## Start

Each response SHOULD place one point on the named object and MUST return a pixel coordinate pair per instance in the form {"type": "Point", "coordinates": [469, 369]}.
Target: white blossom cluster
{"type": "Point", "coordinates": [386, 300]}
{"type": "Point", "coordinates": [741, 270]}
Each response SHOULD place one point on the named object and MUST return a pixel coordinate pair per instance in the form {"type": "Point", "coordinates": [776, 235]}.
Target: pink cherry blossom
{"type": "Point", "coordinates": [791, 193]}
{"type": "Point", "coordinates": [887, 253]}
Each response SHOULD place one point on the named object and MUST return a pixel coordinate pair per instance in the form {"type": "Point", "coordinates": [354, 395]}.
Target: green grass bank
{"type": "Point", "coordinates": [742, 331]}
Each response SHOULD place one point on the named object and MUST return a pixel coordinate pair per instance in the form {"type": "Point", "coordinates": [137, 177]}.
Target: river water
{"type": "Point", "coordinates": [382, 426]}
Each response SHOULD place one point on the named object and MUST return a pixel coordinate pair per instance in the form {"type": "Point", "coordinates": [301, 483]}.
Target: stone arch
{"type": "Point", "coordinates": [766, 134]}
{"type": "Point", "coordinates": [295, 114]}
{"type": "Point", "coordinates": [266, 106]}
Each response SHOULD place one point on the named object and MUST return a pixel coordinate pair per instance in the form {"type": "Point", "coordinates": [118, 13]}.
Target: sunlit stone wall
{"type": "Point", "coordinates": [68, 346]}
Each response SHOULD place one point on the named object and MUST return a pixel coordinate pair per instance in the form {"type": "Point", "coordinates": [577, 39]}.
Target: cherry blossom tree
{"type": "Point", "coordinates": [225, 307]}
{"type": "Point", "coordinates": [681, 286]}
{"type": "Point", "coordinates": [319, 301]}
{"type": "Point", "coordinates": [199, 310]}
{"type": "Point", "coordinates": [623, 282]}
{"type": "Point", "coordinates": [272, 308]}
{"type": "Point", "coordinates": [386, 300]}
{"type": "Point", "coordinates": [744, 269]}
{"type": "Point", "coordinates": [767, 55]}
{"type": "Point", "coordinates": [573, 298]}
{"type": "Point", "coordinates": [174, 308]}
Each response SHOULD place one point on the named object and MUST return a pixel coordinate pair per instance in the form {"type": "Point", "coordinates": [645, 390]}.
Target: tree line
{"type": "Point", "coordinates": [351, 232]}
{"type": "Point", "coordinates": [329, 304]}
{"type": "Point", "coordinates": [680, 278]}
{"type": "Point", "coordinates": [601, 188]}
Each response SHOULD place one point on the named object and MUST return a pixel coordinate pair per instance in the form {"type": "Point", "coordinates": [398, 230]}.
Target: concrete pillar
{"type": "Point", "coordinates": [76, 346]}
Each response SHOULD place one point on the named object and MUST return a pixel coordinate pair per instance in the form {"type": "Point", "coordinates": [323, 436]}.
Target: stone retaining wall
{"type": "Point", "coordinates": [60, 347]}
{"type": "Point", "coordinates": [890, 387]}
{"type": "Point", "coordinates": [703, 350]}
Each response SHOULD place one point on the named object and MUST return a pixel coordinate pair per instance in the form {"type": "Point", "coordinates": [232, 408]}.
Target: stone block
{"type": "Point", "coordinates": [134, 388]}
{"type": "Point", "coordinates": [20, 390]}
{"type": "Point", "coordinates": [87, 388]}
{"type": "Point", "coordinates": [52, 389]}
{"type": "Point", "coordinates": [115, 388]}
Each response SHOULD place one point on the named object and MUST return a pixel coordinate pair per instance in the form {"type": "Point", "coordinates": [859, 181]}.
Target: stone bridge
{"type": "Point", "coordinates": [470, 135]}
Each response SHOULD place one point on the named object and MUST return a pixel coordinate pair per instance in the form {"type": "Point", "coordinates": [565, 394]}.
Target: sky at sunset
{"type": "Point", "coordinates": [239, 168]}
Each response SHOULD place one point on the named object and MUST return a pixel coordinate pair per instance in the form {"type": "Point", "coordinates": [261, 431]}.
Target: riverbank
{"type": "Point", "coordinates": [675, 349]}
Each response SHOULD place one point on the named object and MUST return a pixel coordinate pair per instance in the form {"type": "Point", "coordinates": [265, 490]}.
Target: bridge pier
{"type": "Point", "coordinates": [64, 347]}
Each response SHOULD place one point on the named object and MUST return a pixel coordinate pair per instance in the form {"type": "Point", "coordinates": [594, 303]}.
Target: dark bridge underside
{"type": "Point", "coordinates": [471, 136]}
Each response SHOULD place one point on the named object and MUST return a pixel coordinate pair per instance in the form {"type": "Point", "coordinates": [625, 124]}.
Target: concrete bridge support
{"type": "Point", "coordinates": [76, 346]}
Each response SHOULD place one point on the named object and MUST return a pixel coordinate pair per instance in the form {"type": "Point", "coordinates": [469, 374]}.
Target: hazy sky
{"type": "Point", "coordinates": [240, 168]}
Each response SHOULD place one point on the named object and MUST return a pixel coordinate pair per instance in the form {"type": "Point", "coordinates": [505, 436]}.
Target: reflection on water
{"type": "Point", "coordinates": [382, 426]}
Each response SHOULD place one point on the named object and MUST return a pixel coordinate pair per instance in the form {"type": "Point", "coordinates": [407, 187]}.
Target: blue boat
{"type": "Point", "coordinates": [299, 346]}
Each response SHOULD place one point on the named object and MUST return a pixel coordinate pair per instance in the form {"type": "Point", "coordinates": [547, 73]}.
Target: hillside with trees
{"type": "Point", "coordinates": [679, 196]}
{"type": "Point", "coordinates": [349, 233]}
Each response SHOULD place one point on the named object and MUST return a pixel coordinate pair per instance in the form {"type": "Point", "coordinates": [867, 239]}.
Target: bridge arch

## End

▶ **Task instructions**: Repeat the records above exactly, from the first line to the last.

▶ **Problem solution**:
Each response SHOULD place one point on the named object and MUST return a pixel coordinate pair per instance in the form {"type": "Point", "coordinates": [469, 369]}.
Target: white blossom cluster
{"type": "Point", "coordinates": [386, 300]}
{"type": "Point", "coordinates": [741, 270]}
Each response SHOULD place one point on the named object and MUST return a pixel coordinate pair per instance in the form {"type": "Point", "coordinates": [776, 235]}.
Target: pink cherry blossom
{"type": "Point", "coordinates": [791, 193]}
{"type": "Point", "coordinates": [887, 253]}
Each response SHOULD place one point on the named object and MUST return a pixel coordinate pair per instance in the form {"type": "Point", "coordinates": [354, 395]}.
Target: green grass bank
{"type": "Point", "coordinates": [742, 331]}
Each response SHOULD place one point on the named object and MUST return a pixel coordinate pair per instance in the form {"type": "Point", "coordinates": [137, 177]}.
Target: river water
{"type": "Point", "coordinates": [382, 426]}
Each response SHOULD place one point on the named object and MUST return a pixel coordinate pair per instance in the form {"type": "Point", "coordinates": [301, 483]}.
Target: stone arch
{"type": "Point", "coordinates": [766, 134]}
{"type": "Point", "coordinates": [295, 114]}
{"type": "Point", "coordinates": [266, 106]}
Each response SHOULD place one point on the named object and MUST return a pixel coordinate pair per instance in the form {"type": "Point", "coordinates": [118, 13]}.
Target: sunlit stone wall
{"type": "Point", "coordinates": [68, 346]}
Each response SHOULD place one point on the named object and MUST return a pixel coordinate pair per instance in the form {"type": "Point", "coordinates": [577, 39]}.
Target: cherry blossom tree
{"type": "Point", "coordinates": [225, 307]}
{"type": "Point", "coordinates": [681, 286]}
{"type": "Point", "coordinates": [319, 301]}
{"type": "Point", "coordinates": [199, 310]}
{"type": "Point", "coordinates": [623, 282]}
{"type": "Point", "coordinates": [272, 308]}
{"type": "Point", "coordinates": [386, 300]}
{"type": "Point", "coordinates": [744, 269]}
{"type": "Point", "coordinates": [767, 55]}
{"type": "Point", "coordinates": [573, 298]}
{"type": "Point", "coordinates": [174, 308]}
Each response SHOULD place one point on the named object and MUST return a pixel coordinate pair per instance in the form {"type": "Point", "coordinates": [645, 390]}.
Target: tree line
{"type": "Point", "coordinates": [351, 232]}
{"type": "Point", "coordinates": [329, 304]}
{"type": "Point", "coordinates": [680, 278]}
{"type": "Point", "coordinates": [601, 188]}
Each response SHOULD place one point on the named object and MUST return a pixel coordinate pair per instance in the form {"type": "Point", "coordinates": [398, 230]}.
Target: concrete pillar
{"type": "Point", "coordinates": [76, 346]}
Each response SHOULD place one point on the named object and MUST return a pixel coordinate pair per instance in the form {"type": "Point", "coordinates": [323, 436]}.
Target: stone retaining wall
{"type": "Point", "coordinates": [60, 347]}
{"type": "Point", "coordinates": [890, 387]}
{"type": "Point", "coordinates": [703, 350]}
Each response SHOULD place one point on the named object and MUST return a pixel coordinate pair per instance in the form {"type": "Point", "coordinates": [232, 408]}.
Target: stone block
{"type": "Point", "coordinates": [134, 388]}
{"type": "Point", "coordinates": [20, 390]}
{"type": "Point", "coordinates": [87, 388]}
{"type": "Point", "coordinates": [52, 389]}
{"type": "Point", "coordinates": [115, 388]}
Each response SHOULD place one point on the named object and MUST return a pixel coordinate pair per instance in the form {"type": "Point", "coordinates": [859, 181]}.
Target: stone bridge
{"type": "Point", "coordinates": [470, 135]}
Each response SHOULD place one point on the named object and MUST return a pixel coordinate pair per instance in the form {"type": "Point", "coordinates": [565, 394]}.
Target: sky at sunset
{"type": "Point", "coordinates": [239, 168]}
Each response SHOULD place one point on the named object and MUST return a pixel coordinate pair per instance in the form {"type": "Point", "coordinates": [261, 431]}.
Target: riverbank
{"type": "Point", "coordinates": [675, 349]}
Each response SHOULD place one point on the named object and MUST return a pixel coordinate pair per instance in the form {"type": "Point", "coordinates": [265, 490]}.
Target: bridge pier
{"type": "Point", "coordinates": [64, 347]}
Each response SHOULD place one point on the named object and MUST return a pixel coordinate pair per instance in the form {"type": "Point", "coordinates": [594, 303]}.
Target: dark bridge underside
{"type": "Point", "coordinates": [471, 136]}
Each response SHOULD place one point on the named object and MUST return a pixel coordinate pair per instance in the form {"type": "Point", "coordinates": [625, 124]}.
Target: concrete bridge support
{"type": "Point", "coordinates": [76, 346]}
Each response SHOULD place one point on the named object and MUST return a pixel coordinate pair per instance in the form {"type": "Point", "coordinates": [469, 374]}.
Target: hazy sky
{"type": "Point", "coordinates": [240, 168]}
Each response SHOULD place one point on the named object and MUST return a pixel coordinate pair per instance in the form {"type": "Point", "coordinates": [505, 436]}.
Target: reflection on water
{"type": "Point", "coordinates": [382, 426]}
Each response SHOULD place one point on the named object and MUST return a pixel coordinate pair per instance in the form {"type": "Point", "coordinates": [407, 187]}.
Target: blue boat
{"type": "Point", "coordinates": [299, 346]}
Each response SHOULD place one point on the named object and MUST return a pixel coordinate pair per instance in the form {"type": "Point", "coordinates": [547, 73]}.
Target: hillside with trees
{"type": "Point", "coordinates": [679, 196]}
{"type": "Point", "coordinates": [349, 233]}
Each response SHOULD place one point on the named object and MUST return a pixel coordinate pair per instance in the form {"type": "Point", "coordinates": [867, 239]}.
Target: bridge arch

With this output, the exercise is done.